Set task:
Copy every one of the following rows word for word, changing nothing.
[START OF Material supplied]
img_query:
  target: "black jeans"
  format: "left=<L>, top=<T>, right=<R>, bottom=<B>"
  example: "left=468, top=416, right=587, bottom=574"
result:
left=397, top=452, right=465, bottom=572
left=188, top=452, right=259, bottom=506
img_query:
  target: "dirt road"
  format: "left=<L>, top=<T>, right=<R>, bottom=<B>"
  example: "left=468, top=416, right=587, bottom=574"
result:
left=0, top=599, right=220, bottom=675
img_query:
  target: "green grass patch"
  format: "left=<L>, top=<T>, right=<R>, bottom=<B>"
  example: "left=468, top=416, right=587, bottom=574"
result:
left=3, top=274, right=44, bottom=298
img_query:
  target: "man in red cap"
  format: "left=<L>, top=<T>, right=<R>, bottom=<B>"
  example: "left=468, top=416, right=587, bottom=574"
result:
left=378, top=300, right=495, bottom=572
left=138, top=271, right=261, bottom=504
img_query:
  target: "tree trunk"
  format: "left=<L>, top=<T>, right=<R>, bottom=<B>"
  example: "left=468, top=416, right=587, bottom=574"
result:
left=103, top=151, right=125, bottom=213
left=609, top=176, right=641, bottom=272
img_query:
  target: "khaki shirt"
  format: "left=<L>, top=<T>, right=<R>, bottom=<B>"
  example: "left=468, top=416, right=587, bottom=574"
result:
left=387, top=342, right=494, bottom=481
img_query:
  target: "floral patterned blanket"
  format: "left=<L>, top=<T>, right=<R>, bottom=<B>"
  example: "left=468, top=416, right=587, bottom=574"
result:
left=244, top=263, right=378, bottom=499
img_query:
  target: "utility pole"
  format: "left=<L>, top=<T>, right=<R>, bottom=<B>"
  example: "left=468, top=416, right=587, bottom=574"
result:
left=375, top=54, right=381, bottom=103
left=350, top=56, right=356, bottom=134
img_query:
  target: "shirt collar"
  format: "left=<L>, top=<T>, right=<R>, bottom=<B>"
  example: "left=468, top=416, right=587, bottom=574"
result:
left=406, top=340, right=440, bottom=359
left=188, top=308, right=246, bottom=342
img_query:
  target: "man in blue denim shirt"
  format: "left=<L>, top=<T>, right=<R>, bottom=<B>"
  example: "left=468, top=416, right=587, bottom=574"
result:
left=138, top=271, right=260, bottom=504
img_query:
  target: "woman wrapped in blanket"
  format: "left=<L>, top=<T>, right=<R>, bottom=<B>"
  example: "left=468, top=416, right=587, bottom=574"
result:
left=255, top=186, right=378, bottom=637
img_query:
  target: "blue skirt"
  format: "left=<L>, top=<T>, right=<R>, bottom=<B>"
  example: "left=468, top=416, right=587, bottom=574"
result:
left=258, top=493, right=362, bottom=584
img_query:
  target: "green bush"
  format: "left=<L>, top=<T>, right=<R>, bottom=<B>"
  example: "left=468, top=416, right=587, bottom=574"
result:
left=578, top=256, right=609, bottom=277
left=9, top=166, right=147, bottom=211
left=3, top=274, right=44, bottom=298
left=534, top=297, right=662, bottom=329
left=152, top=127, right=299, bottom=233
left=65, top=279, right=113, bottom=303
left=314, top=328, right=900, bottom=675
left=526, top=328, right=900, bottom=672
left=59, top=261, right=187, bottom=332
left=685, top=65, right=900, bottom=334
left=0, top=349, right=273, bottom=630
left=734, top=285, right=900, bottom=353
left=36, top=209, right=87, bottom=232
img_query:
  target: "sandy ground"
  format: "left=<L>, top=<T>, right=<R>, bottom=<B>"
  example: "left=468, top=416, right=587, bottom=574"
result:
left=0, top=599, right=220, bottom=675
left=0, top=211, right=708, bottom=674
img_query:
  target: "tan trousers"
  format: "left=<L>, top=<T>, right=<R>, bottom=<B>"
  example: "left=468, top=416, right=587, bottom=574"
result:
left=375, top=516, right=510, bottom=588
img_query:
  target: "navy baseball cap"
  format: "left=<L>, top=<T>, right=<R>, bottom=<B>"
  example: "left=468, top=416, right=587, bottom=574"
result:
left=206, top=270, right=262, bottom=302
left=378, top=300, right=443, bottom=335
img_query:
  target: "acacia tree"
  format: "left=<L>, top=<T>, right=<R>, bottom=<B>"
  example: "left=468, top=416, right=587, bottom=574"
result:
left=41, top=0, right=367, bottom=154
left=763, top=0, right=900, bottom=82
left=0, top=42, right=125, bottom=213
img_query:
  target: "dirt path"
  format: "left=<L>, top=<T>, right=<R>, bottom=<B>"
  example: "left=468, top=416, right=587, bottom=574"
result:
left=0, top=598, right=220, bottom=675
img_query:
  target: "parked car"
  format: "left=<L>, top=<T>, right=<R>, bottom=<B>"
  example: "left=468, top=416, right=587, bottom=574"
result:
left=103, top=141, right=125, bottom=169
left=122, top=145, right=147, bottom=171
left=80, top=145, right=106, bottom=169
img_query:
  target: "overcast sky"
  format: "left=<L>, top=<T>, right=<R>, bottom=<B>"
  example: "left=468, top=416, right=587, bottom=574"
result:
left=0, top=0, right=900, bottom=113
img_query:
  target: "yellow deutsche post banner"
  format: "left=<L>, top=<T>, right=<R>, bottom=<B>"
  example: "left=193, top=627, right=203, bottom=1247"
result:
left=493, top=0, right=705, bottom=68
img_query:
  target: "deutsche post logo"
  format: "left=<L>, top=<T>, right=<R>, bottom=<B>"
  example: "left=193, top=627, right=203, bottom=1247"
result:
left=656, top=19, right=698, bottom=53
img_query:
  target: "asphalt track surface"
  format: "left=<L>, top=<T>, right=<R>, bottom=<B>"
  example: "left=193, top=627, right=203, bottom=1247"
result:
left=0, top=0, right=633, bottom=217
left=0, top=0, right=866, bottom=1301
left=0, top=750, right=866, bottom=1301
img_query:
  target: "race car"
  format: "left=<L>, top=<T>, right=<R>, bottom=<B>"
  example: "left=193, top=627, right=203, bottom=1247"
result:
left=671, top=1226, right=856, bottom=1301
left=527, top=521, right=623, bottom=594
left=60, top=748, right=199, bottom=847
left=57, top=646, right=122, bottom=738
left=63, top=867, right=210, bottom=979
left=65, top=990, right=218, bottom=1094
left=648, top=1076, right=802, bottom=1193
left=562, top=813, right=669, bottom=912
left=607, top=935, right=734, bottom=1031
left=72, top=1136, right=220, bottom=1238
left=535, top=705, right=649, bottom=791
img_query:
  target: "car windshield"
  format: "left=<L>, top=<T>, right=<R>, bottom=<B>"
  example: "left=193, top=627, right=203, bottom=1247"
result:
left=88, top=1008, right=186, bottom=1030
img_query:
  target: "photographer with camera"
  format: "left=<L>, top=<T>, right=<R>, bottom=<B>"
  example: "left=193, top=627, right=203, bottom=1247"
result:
[END OF Material supplied]
Correct response:
img_query:
  target: "black jeans"
  format: "left=<L>, top=<T>, right=<R>, bottom=<B>"
  example: "left=468, top=416, right=587, bottom=574"
result:
left=397, top=452, right=465, bottom=572
left=188, top=452, right=259, bottom=506
img_query:
  target: "dirt road"
  format: "left=<L>, top=<T>, right=<R>, bottom=<B>"
  example: "left=468, top=416, right=587, bottom=574"
result:
left=0, top=599, right=220, bottom=675
img_query:
  target: "green grass patch"
  format: "left=<L>, top=<T>, right=<R>, bottom=<B>"
  example: "left=468, top=416, right=587, bottom=574"
result:
left=3, top=274, right=44, bottom=298
img_query:
  target: "man in red cap"
  format: "left=<L>, top=<T>, right=<R>, bottom=<B>"
  example: "left=468, top=416, right=587, bottom=574"
result:
left=378, top=300, right=495, bottom=572
left=138, top=271, right=261, bottom=504
img_query:
  target: "tree trunk"
  format: "left=<L>, top=<T>, right=<R>, bottom=<B>"
  example: "left=468, top=416, right=587, bottom=574"
result:
left=103, top=151, right=125, bottom=213
left=609, top=176, right=641, bottom=272
img_query:
  target: "khaki shirt"
  format: "left=<L>, top=<T>, right=<R>, bottom=<B>"
  example: "left=468, top=416, right=587, bottom=574"
result:
left=387, top=342, right=494, bottom=481
img_query:
  target: "floral patterned blanket"
  format: "left=<L>, top=<T>, right=<R>, bottom=<B>"
  example: "left=468, top=416, right=587, bottom=574"
result:
left=244, top=263, right=378, bottom=499
img_query:
  target: "utility pole"
  format: "left=<L>, top=<T>, right=<R>, bottom=<B>"
  example: "left=468, top=416, right=587, bottom=574"
result:
left=375, top=54, right=381, bottom=103
left=350, top=56, right=356, bottom=134
img_query:
  target: "shirt collar"
  format: "left=<L>, top=<T>, right=<R>, bottom=<B>"
  example: "left=468, top=416, right=587, bottom=574"
result:
left=406, top=340, right=440, bottom=359
left=188, top=308, right=246, bottom=342
img_query:
  target: "man in blue denim shirt"
  format: "left=<L>, top=<T>, right=<R>, bottom=<B>"
  example: "left=468, top=416, right=587, bottom=574"
result:
left=138, top=271, right=260, bottom=504
img_query:
  target: "woman wrapped in blanket"
  format: "left=<L>, top=<T>, right=<R>, bottom=<B>"
  example: "left=468, top=416, right=587, bottom=574"
result:
left=255, top=186, right=378, bottom=637
img_query:
  target: "blue skirt"
  format: "left=<L>, top=<T>, right=<R>, bottom=<B>"
  example: "left=468, top=416, right=587, bottom=574"
result:
left=258, top=493, right=362, bottom=584
img_query:
  target: "green bush"
  format: "left=<L>, top=<T>, right=<R>, bottom=<B>"
  example: "left=468, top=416, right=587, bottom=574"
result:
left=578, top=256, right=609, bottom=277
left=9, top=166, right=147, bottom=211
left=3, top=274, right=44, bottom=298
left=534, top=297, right=662, bottom=329
left=152, top=127, right=299, bottom=233
left=65, top=279, right=113, bottom=303
left=314, top=328, right=900, bottom=675
left=526, top=328, right=900, bottom=672
left=59, top=261, right=187, bottom=332
left=685, top=65, right=900, bottom=334
left=0, top=349, right=273, bottom=630
left=734, top=285, right=900, bottom=353
left=36, top=209, right=87, bottom=232
img_query:
  target: "sandy ground"
  format: "left=<L>, top=<T>, right=<R>, bottom=<B>"
  example: "left=468, top=416, right=587, bottom=574"
result:
left=0, top=599, right=220, bottom=675
left=0, top=211, right=708, bottom=674
img_query:
  target: "tan trousers"
  format: "left=<L>, top=<T>, right=<R>, bottom=<B>"
  example: "left=468, top=416, right=587, bottom=574"
result:
left=375, top=516, right=510, bottom=588
img_query:
  target: "navy baseball cap"
  format: "left=<L>, top=<T>, right=<R>, bottom=<B>"
  example: "left=468, top=416, right=587, bottom=574"
result:
left=206, top=270, right=262, bottom=302
left=378, top=300, right=443, bottom=335
img_query:
  target: "acacia tree"
  format: "left=<L>, top=<T>, right=<R>, bottom=<B>"
  example: "left=468, top=416, right=587, bottom=574"
result:
left=41, top=0, right=367, bottom=154
left=763, top=0, right=900, bottom=82
left=0, top=42, right=125, bottom=213
img_query:
  target: "dirt path"
  format: "left=<L>, top=<T>, right=<R>, bottom=<B>"
  example: "left=468, top=416, right=587, bottom=574"
result:
left=0, top=598, right=220, bottom=675
img_query:
  target: "parked car"
  format: "left=<L>, top=<T>, right=<R>, bottom=<B>"
  example: "left=468, top=416, right=587, bottom=574"
result:
left=103, top=141, right=125, bottom=169
left=122, top=145, right=147, bottom=171
left=80, top=145, right=106, bottom=169
img_query:
  target: "overcast sky"
  format: "left=<L>, top=<T>, right=<R>, bottom=<B>"
  example: "left=468, top=416, right=587, bottom=574"
result:
left=0, top=0, right=900, bottom=113
img_query:
  target: "yellow deutsche post banner"
  format: "left=<L>, top=<T>, right=<R>, bottom=<B>"
  example: "left=193, top=627, right=203, bottom=1247"
result:
left=493, top=0, right=705, bottom=68
img_query:
  target: "deutsche post logo"
  format: "left=<L>, top=<T>, right=<R>, bottom=<B>"
  example: "left=193, top=627, right=203, bottom=1247"
result:
left=656, top=19, right=698, bottom=53
img_query:
  target: "asphalt track surface"
  format: "left=<L>, top=<T>, right=<R>, bottom=<B>"
  example: "left=193, top=627, right=203, bottom=1247"
result:
left=0, top=0, right=633, bottom=217
left=0, top=0, right=866, bottom=1301
left=0, top=750, right=866, bottom=1301
img_query:
  target: "race car"
  format: "left=<L>, top=<T>, right=<R>, bottom=<B>"
  example: "left=193, top=627, right=203, bottom=1247"
result:
left=671, top=1226, right=856, bottom=1301
left=527, top=521, right=623, bottom=594
left=60, top=748, right=199, bottom=847
left=57, top=646, right=122, bottom=738
left=63, top=867, right=210, bottom=979
left=65, top=990, right=218, bottom=1094
left=648, top=1076, right=802, bottom=1193
left=562, top=813, right=669, bottom=912
left=607, top=935, right=734, bottom=1031
left=72, top=1136, right=220, bottom=1238
left=535, top=705, right=649, bottom=791
img_query:
  target: "car windshield"
  format: "left=<L>, top=<T>, right=<R>, bottom=<B>"
  example: "left=193, top=627, right=203, bottom=1247"
result:
left=88, top=1008, right=186, bottom=1030
img_query:
  target: "photographer with camera"
  format: "left=<L>, top=<T>, right=<R>, bottom=<B>"
  example: "left=193, top=627, right=203, bottom=1247"
result:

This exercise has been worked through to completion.